TASK PROMPT: A single stretch of the material below is to be transcribed exactly, starting at the line with "Expected: one point per instance of the compound" and ending after the line with "Expected: one point per instance of the spiny".

[[ INFORMATION SHOWN open ]]

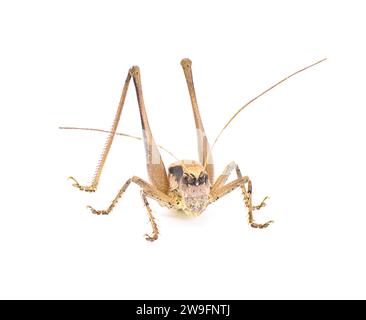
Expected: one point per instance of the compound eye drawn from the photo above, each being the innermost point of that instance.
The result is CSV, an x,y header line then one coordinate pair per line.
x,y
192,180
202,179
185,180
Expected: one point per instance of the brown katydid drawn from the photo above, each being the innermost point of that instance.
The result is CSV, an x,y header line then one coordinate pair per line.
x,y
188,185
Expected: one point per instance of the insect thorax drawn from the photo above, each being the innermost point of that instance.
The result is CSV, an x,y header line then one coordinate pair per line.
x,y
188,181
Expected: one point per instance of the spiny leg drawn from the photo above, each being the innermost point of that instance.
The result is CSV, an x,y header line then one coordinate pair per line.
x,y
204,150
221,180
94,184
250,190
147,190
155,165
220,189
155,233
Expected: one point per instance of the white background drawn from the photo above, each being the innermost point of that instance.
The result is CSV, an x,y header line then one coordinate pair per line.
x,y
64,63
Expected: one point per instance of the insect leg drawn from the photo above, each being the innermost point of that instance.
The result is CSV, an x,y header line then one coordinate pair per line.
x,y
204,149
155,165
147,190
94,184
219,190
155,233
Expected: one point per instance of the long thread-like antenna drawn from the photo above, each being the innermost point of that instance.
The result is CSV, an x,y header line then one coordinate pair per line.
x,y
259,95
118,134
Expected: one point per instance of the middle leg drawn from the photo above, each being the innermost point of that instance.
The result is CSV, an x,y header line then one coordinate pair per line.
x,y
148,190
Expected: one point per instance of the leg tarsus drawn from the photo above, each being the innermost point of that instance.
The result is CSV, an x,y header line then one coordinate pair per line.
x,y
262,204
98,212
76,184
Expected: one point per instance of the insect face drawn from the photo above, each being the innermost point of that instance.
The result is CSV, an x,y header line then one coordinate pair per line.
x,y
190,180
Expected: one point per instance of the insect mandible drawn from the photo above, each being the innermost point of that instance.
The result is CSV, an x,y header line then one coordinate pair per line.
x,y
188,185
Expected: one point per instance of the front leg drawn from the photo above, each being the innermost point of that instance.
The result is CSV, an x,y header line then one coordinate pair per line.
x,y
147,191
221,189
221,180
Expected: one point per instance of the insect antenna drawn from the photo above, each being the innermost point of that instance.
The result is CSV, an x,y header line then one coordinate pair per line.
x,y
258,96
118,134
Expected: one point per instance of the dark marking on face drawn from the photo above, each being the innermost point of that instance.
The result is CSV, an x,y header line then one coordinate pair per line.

[[ INFORMATION SHOWN closed ]]
[[ INFORMATION SHOWN open ]]

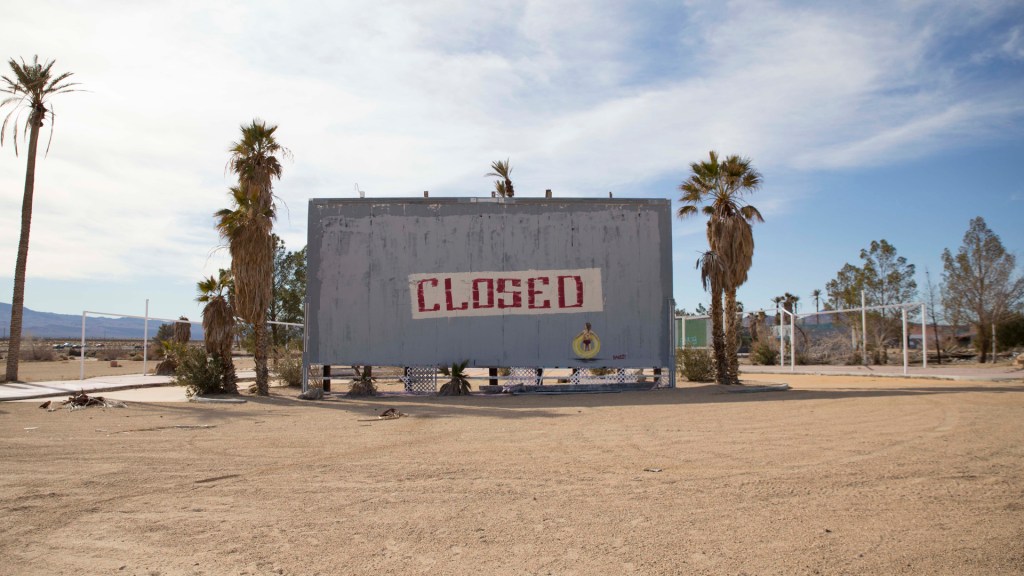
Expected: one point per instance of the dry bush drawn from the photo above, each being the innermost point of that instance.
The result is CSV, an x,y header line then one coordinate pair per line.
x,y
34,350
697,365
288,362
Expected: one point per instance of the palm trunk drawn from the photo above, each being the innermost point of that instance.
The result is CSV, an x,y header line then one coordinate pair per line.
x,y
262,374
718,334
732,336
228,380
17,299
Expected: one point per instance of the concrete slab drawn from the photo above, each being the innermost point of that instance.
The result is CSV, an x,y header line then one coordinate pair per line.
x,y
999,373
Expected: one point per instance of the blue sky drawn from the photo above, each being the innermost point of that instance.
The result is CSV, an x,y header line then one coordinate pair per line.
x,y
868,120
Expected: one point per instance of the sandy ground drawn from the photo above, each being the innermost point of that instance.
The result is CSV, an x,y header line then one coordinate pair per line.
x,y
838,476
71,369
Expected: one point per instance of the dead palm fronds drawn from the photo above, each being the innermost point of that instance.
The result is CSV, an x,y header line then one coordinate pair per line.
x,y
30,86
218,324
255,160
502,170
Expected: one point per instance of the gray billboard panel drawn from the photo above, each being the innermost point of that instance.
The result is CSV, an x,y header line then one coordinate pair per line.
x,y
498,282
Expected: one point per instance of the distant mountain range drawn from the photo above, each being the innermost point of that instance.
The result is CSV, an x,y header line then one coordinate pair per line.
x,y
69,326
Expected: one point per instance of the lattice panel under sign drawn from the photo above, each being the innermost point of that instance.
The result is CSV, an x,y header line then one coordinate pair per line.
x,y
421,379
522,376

[[ INFORMATION SHOWN closed ]]
[[ INFORMATION SHOWN open ]]

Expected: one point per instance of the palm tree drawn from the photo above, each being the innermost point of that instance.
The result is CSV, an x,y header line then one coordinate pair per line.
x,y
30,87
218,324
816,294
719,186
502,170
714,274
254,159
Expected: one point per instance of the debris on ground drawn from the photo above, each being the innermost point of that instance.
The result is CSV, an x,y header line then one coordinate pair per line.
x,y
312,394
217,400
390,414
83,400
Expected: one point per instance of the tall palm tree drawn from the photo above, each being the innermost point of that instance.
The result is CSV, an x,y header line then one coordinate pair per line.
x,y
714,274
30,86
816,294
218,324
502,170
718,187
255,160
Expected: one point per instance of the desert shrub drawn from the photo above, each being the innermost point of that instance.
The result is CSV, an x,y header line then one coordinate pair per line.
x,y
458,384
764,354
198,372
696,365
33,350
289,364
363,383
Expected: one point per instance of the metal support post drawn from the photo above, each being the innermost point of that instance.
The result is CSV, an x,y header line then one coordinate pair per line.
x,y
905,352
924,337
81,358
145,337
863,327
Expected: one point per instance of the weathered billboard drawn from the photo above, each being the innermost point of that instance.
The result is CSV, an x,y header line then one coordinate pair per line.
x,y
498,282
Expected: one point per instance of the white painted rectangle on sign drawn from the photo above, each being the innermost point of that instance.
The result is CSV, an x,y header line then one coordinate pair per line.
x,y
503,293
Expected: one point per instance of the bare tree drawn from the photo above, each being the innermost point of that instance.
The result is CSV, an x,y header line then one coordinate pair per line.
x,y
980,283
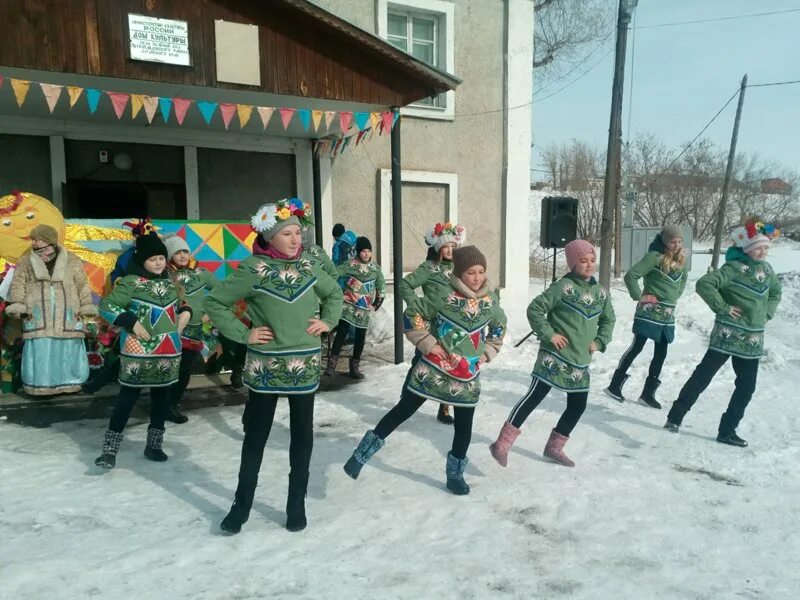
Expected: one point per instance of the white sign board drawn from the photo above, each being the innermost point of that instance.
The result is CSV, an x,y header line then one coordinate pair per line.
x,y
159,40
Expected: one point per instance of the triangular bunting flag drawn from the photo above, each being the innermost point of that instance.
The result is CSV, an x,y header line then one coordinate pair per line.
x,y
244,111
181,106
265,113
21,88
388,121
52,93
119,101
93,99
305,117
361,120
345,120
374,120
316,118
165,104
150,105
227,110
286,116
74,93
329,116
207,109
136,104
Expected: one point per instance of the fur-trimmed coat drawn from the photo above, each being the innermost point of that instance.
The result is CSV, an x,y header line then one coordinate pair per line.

[[ INFORMATION SHOWN closed ]]

ANSWER BOX:
Expected: one point per instance of the compound eye drawn from the photo above, each being the innermost point of that instance.
The result is CSV, an x,y header line then one coordinate pair per line.
x,y
192,180
202,179
185,180
Expected: one point per instance of the brown katydid drawn from the photo above, each being the innermost point of that instance.
The result is CSV, an x,y header line then one coordinate pair per line.
x,y
188,185
Expected: one point per instance of the insect thorax drawn from the photo above, each being the innermost point of that instance.
The result is CSV, an x,y header line then one coordinate pair per line.
x,y
188,181
Expected: one point per instance of the spiny leg drawn from the photo above, each being the innermost point of that instance.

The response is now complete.